» Text segment
------

Analyzers
Talk to fellow users of Intel Analyzer tools (Intel VTune™ Profiler, Intel Advisor)

VTune: Increase sampling frequency to profile Linux Kernel Driver

el_kihel__tarek
Beginner
539 Views

I am trying to profile a Linux kernel driver and I would like to find out how much CPUcycles/time spent in certain functions. My goal is not to identify the Hotspots in the system but to profile a particular driver function. I have loaded the kernel debug symbols as explained in this article. I can see Kernel functions under [vmlinux] but I can't see the functions that I'm interested in. I think the reason for that is my functions are much faster than the sampling rate. To prove this theory I forced the driver to execute very long operations and the functions started to show in the report but this is not the condition I would like to test.

Is there anyway to increase the sampling rate and/or to limit the trace to particular functions?

The system I'm using:

  • VTune Amplifier XE 2015
  • Distribution: Fedora 21
  • Kernel: 3.19.3-200.fc21.x86_64

Thanks in advance.

-Tarek

0 Kudos
15 Replies
David_A_Intel1
Employee
539 Views

Hi Tarek:

Short answer is, yes!  See the "sample-after value" for hardware events.

Lowering the sample-after value will increase the sample rate.  Just be warned, lowering the sample-after value too much can have negative effects on system performance.  So, do it incrementally.  For example, if the current value is 290000000, start by removing a zero and collecting data.  Also realize that increasing the sampling rate is going to increase the amount of data collected.  If you are collecting for a very short amount of time, you shouldn't have any problems.  (Reminder, there is a limit on amount of data that is collected.  It is configurable, but increasing it will increase the length of time it takes to process the collected data.  Change the limit cautiously.)

0 Kudos
Bernard
Valued Contributor I
539 Views

I am not sure how much will it be an issue, but increasing sampling frequency will probably increase the amount of CPU cycles dedicated to servicing clock signal interrupts.

0 Kudos
el_kihel__tarek
Beginner
539 Views

Thanks MrAnderson for your reply. I'm using the Advanced Hotspots analysis to profile the Kernel driver. In the Advanced Hotspots menu I can not change the Sample After value. It's set to 30000 and editing this field is not allowed.  However there is a field for CPU sampling interval but that is in milliseconds and the lowest value it can accept is 0.01 ms. I don't think this value is fast enough to capture event's in microseconds!

Do I need to use a different Analysis type or is there a way to force a lower Sample After value?

------

» Recorded information
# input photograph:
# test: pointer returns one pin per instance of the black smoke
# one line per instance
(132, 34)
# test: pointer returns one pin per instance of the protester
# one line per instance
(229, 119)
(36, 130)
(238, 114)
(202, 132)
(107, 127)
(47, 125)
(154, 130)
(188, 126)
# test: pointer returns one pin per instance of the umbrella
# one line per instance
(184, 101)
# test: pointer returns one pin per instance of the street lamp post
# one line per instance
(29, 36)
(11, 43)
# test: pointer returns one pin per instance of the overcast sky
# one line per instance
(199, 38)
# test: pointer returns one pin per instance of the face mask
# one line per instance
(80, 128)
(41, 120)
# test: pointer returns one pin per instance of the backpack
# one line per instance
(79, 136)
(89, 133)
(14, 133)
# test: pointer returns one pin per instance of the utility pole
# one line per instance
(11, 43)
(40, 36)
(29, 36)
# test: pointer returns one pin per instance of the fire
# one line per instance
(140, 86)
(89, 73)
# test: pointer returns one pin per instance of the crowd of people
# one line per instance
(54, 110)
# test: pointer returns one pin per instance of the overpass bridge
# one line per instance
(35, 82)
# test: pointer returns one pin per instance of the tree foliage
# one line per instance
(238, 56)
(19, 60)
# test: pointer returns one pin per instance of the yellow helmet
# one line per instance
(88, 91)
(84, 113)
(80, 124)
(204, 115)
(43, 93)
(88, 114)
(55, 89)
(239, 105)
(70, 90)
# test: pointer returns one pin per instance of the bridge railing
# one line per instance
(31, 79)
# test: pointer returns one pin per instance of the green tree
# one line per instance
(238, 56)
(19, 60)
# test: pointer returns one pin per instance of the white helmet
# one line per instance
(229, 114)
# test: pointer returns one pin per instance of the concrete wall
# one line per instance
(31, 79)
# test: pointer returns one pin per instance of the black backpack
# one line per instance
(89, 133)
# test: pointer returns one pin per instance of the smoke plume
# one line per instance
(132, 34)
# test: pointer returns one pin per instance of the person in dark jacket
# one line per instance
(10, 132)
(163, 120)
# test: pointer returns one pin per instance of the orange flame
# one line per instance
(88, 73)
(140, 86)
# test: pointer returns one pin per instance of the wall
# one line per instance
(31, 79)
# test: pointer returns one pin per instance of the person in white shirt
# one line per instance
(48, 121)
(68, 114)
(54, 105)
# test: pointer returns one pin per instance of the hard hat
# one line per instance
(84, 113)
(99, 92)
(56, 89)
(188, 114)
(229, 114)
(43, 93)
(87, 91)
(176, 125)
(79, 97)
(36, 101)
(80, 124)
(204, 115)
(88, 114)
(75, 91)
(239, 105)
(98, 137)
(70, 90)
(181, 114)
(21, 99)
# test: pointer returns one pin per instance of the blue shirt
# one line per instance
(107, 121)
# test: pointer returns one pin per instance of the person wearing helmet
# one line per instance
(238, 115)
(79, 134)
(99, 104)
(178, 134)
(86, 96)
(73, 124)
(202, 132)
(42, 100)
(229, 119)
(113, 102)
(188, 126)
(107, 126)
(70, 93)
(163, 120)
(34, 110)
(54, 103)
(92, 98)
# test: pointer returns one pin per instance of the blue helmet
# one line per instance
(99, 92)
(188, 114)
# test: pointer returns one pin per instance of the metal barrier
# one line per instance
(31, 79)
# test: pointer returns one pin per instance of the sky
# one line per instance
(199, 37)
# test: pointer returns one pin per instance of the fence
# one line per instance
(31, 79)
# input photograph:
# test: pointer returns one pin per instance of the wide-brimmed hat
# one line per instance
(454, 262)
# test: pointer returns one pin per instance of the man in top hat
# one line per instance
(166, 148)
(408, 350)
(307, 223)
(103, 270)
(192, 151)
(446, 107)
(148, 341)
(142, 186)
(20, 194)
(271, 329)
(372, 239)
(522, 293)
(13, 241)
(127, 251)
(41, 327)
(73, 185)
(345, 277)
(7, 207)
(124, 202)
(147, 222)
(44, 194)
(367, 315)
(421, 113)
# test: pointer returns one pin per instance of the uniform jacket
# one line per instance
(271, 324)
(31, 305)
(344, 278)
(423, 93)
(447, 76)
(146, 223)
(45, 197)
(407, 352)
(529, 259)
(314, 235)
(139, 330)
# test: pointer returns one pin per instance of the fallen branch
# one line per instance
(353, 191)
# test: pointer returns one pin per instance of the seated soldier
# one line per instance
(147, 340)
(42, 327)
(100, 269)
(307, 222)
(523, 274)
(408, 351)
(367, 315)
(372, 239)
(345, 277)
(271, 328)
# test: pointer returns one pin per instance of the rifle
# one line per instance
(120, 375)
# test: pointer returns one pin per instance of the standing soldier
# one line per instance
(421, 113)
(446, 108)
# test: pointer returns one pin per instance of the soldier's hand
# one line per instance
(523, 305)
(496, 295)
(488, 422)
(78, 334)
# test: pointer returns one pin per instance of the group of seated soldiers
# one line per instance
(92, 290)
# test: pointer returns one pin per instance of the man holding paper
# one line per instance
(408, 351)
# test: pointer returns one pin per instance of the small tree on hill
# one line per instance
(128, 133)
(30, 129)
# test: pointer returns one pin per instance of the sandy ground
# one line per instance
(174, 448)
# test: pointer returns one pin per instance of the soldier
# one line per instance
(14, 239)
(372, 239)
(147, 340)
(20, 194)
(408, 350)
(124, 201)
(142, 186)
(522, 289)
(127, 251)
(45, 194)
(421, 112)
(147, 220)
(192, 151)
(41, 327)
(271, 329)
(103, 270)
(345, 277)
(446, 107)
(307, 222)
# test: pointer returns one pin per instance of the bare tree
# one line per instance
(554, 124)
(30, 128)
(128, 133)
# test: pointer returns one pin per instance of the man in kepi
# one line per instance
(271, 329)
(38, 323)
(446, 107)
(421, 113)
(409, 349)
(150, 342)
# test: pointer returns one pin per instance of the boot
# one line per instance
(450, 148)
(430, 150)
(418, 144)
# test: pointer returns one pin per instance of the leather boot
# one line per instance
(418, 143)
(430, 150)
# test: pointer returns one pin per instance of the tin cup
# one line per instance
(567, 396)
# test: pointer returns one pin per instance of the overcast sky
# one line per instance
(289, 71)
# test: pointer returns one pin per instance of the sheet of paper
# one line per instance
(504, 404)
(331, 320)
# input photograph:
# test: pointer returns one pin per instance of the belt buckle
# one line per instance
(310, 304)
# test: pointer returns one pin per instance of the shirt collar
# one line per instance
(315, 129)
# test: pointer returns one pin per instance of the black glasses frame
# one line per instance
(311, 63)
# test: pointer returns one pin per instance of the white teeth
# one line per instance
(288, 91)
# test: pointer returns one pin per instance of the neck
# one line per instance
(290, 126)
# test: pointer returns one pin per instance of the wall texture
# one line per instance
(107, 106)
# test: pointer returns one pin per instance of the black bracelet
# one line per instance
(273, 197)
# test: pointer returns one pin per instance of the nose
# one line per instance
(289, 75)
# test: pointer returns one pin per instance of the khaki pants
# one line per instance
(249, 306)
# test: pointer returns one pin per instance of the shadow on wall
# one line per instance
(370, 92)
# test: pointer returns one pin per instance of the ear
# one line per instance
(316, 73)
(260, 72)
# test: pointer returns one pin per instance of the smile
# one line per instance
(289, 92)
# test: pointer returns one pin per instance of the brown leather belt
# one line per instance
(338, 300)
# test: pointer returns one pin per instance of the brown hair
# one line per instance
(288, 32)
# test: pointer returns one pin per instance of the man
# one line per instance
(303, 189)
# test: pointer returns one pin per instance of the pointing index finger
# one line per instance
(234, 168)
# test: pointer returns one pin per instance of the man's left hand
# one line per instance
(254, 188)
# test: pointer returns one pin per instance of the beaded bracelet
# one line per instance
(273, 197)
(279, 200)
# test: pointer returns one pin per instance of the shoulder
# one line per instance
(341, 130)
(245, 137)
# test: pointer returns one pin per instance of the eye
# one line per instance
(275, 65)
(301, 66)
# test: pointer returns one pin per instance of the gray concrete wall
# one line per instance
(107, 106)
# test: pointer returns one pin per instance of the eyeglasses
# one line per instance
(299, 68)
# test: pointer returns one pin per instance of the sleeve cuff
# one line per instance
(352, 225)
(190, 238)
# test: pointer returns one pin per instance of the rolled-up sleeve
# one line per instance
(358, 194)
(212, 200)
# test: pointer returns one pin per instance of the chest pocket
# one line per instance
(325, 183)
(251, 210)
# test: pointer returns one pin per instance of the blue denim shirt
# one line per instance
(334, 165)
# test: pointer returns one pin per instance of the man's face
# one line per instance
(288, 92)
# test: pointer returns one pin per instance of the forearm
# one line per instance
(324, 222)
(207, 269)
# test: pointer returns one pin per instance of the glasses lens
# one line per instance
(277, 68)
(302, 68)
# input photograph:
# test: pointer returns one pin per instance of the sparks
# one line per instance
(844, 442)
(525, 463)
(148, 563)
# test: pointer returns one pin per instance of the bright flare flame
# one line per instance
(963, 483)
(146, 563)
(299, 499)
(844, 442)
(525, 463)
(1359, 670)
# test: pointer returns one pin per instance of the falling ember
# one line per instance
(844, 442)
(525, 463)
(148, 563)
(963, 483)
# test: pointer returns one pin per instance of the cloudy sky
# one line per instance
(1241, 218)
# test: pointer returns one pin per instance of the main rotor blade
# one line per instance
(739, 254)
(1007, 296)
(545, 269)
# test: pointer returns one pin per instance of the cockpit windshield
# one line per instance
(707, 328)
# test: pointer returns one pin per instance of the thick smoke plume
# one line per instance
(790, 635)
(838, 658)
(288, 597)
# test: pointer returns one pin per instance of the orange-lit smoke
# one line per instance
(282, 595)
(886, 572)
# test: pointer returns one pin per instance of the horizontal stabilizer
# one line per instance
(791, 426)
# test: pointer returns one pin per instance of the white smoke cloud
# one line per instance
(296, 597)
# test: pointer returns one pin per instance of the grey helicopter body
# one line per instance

------

In the forum thread, why does the reply about the sample-after value recommend lowering it incrementally? The listing comes from a separate source and is not part of the forum thread.

Lowering the sample-after value too much can hurt system performance, so the reply advises reducing it in steps. For example, if the current value is 290000000, the first step is to remove one zero and then collect data.